From a4914b8972a4b6840b3ba7fd3292bba934defee5 Mon Sep 17 00:00:00 2001
From: Jeroen Bakker <jeroen@blender.org>
Date: Mon, 13 Jan 2025 09:29:16 +0100
Subject: [PATCH] Vulkan: Disable local read on non Qualcomm devices

Only enable by default dynamic rendering local read on Qualcomm devices. NVIDIA, AMD and Intel
performance is better when disabled (20%). On Qualcomm devices the improvement can be
substantial (16% on shader_balls.blend).

`--debug-gpu-vulkan-local-read` can be used to use dynamic rendering local read on any
supported platform.

Future: Check if bottleneck is during command building. If so we could fine-tune this after the
device command building landed (#T132682).

Pull Request: https://projects.blender.org/blender/blender/pulls/132981
---
 source/blender/blenkernel/BKE_global.hh | 21 +++++++++++----------
 source/blender/gpu/vulkan/vk_backend.cc | 16 ++++++++++++++++
 source/creator/creator_args.cc          | 12 ++++++++++++
 3 files changed, 39 insertions(+), 10 deletions(-)

**Directions for this task**. Write out the part of the patch between "From a4914b8972a4b6840b3ba7fd3292bba934defee5 Mon" and "building landed (#T132682).", inclusive.

**Data lines**.

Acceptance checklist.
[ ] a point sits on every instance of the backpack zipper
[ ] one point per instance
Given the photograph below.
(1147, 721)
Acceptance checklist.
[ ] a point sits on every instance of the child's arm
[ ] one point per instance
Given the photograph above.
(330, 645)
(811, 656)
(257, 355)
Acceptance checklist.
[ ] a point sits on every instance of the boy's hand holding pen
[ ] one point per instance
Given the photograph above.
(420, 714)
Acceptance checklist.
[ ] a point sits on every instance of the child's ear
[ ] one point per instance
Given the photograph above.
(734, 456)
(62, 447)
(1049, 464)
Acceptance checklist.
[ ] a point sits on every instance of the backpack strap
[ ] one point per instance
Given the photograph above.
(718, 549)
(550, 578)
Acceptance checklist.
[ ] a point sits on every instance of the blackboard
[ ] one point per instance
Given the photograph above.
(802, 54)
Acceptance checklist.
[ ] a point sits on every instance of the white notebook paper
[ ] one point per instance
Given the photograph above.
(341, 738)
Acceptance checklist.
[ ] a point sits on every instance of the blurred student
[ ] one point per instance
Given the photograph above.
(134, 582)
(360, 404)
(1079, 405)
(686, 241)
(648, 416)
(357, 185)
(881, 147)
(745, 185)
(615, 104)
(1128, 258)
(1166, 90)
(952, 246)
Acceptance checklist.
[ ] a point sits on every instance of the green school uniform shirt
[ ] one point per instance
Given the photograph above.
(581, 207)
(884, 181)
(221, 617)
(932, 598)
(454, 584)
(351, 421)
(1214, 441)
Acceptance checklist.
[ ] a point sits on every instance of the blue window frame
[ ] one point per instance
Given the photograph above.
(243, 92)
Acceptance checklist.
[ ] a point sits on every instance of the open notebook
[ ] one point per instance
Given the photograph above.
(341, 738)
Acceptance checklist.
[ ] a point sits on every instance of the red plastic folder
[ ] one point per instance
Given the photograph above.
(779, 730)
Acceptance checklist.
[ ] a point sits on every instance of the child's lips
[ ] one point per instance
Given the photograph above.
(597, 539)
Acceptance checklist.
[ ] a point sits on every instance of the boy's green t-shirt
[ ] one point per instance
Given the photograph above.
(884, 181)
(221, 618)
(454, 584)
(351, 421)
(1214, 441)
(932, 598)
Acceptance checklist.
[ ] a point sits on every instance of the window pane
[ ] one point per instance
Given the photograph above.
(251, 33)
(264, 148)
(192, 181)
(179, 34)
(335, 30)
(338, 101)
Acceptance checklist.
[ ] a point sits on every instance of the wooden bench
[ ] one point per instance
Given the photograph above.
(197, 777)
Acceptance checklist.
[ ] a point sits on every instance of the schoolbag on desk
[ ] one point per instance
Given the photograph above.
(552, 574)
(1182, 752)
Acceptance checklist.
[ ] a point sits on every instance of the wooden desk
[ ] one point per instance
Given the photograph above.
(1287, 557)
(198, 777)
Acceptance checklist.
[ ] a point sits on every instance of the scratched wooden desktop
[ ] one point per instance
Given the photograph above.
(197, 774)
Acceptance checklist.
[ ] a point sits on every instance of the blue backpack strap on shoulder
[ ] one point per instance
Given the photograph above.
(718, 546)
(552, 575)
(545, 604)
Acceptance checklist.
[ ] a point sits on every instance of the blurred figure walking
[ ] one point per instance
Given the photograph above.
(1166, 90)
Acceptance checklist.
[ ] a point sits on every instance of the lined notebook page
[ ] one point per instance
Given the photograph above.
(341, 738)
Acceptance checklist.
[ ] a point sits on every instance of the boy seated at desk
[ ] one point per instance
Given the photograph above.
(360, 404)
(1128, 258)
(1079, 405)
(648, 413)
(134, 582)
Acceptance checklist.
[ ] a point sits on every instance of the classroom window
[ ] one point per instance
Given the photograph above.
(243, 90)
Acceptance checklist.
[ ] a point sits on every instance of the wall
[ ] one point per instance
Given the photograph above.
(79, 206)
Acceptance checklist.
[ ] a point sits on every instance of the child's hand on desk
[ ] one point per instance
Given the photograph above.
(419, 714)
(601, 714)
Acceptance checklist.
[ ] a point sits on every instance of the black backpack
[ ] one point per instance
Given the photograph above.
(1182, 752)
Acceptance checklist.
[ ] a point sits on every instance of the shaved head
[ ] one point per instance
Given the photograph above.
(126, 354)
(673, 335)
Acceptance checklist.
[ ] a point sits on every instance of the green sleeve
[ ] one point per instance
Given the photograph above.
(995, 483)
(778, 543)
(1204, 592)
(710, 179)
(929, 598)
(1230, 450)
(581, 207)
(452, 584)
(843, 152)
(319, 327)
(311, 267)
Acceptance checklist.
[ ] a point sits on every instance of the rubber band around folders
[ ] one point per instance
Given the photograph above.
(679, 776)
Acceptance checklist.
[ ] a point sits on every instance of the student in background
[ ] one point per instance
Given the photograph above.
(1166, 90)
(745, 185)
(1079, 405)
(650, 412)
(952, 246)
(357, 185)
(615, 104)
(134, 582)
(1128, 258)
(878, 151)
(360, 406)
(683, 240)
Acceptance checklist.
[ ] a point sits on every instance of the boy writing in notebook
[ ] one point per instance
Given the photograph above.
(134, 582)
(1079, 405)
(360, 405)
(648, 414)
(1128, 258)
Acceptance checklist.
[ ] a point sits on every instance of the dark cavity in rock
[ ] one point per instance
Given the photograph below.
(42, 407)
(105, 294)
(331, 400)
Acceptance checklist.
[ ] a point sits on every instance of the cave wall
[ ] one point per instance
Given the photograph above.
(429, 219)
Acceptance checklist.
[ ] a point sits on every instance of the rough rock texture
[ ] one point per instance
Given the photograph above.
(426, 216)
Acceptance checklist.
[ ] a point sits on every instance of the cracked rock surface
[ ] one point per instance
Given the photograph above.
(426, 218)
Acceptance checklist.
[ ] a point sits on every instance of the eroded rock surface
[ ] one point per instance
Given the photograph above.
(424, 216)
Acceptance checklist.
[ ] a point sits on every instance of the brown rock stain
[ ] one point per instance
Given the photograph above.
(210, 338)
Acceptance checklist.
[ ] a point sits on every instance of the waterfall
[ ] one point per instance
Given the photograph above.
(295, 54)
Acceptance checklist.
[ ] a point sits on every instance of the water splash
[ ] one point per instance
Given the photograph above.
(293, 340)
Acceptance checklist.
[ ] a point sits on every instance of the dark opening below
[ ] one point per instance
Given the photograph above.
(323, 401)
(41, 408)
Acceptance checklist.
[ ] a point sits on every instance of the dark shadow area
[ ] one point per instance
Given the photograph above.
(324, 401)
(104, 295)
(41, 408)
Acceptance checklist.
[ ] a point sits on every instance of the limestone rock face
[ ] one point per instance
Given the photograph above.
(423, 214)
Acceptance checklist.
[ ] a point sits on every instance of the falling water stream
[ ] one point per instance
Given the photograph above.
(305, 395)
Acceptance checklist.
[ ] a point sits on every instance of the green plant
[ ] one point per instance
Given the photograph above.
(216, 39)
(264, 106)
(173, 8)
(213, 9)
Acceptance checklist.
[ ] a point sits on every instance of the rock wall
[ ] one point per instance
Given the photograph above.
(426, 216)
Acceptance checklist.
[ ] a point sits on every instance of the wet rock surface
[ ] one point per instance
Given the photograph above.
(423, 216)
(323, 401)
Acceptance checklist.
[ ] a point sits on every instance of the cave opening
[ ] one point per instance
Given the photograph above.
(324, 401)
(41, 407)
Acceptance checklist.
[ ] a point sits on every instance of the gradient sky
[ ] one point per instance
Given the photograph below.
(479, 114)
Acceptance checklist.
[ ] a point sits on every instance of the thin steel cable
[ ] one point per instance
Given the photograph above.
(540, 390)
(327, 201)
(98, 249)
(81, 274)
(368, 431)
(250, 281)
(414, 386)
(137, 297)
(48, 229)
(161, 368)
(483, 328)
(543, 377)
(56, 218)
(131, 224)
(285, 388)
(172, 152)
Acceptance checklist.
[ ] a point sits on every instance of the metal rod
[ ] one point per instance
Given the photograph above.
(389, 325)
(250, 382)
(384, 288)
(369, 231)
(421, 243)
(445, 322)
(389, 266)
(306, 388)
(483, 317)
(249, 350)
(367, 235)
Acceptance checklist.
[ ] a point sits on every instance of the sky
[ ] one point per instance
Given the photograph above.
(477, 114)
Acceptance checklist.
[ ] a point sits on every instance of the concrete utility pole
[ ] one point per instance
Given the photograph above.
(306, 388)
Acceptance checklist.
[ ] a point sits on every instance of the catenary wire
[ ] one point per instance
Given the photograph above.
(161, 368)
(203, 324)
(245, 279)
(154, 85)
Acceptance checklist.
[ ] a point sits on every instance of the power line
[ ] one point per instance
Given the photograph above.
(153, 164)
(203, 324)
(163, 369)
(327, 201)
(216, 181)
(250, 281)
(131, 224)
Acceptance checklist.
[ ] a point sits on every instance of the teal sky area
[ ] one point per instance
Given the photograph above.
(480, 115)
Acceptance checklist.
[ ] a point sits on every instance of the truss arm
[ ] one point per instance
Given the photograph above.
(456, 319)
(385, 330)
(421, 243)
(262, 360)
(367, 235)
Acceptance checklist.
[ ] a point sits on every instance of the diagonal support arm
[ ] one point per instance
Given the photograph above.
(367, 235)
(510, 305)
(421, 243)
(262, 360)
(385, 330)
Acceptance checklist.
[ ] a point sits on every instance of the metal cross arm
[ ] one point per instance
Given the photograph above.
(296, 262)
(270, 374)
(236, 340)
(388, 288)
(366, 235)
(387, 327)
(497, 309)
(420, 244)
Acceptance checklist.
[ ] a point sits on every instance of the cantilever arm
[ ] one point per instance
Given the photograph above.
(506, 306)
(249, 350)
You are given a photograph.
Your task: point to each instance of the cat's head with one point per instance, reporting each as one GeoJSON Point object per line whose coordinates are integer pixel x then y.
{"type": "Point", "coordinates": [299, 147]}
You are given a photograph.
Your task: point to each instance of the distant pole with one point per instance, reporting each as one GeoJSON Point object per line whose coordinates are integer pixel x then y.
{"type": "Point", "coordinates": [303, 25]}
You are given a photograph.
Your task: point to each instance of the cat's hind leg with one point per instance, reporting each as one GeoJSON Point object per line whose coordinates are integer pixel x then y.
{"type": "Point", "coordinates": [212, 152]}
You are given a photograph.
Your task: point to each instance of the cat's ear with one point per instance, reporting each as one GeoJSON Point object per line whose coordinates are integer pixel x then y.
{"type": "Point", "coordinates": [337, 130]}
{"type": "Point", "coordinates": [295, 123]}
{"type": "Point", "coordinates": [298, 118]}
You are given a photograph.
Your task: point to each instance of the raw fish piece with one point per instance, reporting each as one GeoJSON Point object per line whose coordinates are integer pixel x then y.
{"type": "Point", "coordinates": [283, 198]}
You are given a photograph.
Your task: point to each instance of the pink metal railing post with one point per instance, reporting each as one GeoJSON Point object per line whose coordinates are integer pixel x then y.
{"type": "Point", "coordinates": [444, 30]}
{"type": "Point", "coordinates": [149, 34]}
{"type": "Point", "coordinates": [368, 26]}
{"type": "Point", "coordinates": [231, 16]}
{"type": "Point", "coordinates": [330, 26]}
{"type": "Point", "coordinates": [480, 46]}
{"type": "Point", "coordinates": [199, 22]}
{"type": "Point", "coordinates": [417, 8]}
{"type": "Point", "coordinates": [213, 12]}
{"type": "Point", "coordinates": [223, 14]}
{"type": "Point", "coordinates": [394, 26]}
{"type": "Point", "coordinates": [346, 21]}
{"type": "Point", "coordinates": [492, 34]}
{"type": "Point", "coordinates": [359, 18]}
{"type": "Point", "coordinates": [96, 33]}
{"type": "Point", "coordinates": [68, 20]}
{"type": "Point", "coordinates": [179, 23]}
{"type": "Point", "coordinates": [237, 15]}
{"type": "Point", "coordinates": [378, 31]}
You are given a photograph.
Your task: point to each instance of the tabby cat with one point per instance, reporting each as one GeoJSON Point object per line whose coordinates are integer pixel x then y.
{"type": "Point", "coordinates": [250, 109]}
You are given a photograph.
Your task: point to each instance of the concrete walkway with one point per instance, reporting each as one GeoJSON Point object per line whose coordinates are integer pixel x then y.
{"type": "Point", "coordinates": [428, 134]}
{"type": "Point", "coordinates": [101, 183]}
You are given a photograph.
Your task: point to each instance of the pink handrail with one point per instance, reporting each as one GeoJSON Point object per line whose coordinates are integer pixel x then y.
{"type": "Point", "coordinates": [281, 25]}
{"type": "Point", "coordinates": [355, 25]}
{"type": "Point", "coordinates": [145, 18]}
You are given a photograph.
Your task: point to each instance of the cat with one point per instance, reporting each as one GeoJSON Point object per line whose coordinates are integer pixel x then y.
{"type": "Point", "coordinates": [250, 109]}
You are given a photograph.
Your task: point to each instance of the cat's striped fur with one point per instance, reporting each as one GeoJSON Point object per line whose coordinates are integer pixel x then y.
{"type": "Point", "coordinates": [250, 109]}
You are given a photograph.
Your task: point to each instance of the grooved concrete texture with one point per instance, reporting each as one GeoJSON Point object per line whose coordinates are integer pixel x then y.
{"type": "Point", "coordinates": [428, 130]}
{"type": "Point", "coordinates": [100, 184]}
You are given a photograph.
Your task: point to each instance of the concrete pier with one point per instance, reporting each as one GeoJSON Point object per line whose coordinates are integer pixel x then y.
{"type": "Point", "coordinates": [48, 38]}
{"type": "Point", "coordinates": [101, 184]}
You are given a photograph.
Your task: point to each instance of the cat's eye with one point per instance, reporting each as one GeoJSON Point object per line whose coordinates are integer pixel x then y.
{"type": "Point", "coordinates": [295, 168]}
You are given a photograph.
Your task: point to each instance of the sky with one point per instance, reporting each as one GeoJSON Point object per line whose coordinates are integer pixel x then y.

**Result of this task**.
From a4914b8972a4b6840b3ba7fd3292bba934defee5 Mon Sep 17 00:00:00 2001
From: Jeroen Bakker <jeroen@blender.org>
Date: Mon, 13 Jan 2025 09:29:16 +0100
Subject: [PATCH] Vulkan: Disable local read on non Qualcomm devices

Only enable by default dynamic rendering local read on Qualcomm devices. NVIDIA, AMD and Intel
performance is better when disabled (20%). On Qualcomm devices the improvement can be
substantial (16% on shader_balls.blend).

`--debug-gpu-vulkan-local-read` can be used to use dynamic rendering local read on any
supported platform.

Future: Check if bottleneck is during command building. If so we could fine-tune this after the
device command building landed (#T132682).